** BEGIN **
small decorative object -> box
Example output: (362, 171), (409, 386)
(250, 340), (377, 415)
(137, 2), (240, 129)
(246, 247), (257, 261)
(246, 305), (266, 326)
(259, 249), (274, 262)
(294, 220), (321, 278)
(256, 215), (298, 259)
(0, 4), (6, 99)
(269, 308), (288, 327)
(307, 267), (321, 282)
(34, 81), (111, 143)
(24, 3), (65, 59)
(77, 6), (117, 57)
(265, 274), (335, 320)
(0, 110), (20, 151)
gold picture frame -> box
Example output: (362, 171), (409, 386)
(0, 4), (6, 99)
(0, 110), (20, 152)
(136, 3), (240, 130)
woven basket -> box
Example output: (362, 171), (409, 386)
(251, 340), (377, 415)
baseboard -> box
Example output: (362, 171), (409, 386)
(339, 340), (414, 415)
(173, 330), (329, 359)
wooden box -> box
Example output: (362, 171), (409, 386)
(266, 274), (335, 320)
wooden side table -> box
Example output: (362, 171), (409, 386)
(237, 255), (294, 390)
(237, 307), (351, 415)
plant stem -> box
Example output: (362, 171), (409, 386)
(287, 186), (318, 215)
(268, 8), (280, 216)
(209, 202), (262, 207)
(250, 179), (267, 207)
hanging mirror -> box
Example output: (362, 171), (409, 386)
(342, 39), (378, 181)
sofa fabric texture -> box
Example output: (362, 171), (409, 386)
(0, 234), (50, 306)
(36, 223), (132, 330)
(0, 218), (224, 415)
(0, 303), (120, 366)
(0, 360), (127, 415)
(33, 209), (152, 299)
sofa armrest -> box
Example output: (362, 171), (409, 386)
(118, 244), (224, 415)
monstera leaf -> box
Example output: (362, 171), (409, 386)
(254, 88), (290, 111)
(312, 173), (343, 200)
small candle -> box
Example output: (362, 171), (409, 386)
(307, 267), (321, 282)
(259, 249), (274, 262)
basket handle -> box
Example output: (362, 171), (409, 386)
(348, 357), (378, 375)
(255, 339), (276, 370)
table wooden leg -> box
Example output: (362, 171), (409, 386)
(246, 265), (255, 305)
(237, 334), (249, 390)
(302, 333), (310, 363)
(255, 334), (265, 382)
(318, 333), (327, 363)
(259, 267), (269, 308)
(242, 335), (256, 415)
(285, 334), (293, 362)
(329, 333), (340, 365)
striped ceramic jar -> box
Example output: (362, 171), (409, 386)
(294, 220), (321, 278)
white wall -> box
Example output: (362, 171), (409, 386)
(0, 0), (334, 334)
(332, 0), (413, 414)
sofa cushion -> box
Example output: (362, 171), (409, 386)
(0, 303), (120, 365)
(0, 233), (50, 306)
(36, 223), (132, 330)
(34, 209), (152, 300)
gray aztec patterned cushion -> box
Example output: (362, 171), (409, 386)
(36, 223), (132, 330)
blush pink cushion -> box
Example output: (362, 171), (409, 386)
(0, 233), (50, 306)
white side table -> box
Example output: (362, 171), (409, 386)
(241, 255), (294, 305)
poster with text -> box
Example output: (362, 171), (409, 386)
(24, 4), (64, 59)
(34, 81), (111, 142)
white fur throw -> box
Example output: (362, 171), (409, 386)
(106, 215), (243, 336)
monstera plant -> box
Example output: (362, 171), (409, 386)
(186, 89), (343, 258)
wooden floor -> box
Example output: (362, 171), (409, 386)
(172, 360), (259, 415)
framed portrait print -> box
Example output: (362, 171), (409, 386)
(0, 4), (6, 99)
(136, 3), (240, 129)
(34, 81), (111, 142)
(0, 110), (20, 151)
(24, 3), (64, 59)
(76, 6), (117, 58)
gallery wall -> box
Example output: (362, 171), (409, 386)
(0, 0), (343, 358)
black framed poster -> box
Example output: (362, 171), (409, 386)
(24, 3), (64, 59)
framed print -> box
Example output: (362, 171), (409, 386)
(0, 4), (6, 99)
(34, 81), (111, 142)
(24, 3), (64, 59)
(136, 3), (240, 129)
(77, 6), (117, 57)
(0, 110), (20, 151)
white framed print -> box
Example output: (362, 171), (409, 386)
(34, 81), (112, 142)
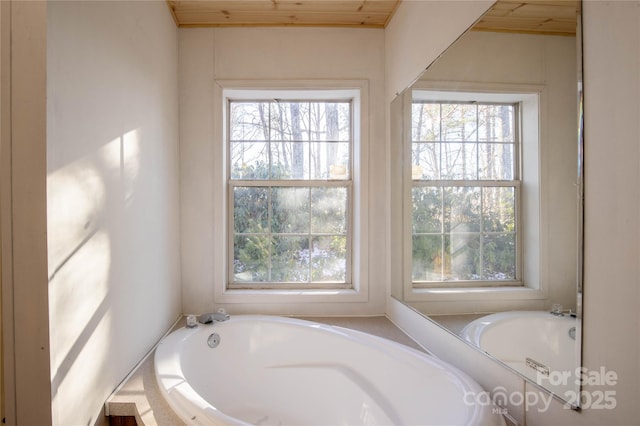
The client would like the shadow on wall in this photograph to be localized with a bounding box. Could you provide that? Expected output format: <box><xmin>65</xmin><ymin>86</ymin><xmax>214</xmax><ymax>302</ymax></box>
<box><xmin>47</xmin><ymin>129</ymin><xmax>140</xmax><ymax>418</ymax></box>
** END **
### PROMPT
Reproduce, unchanged, the stretch of lines from the one containing "woven basket -> box" through the one containing "(266, 274), (335, 320)".

### PROBLEM SOLUTION
woven basket -> box
Example output: (362, 171), (409, 386)
(251, 340), (377, 415)
baseboard -> box
Example output: (362, 171), (409, 386)
(339, 340), (414, 415)
(173, 330), (329, 359)
wooden box -> box
Example output: (362, 171), (409, 386)
(266, 274), (335, 320)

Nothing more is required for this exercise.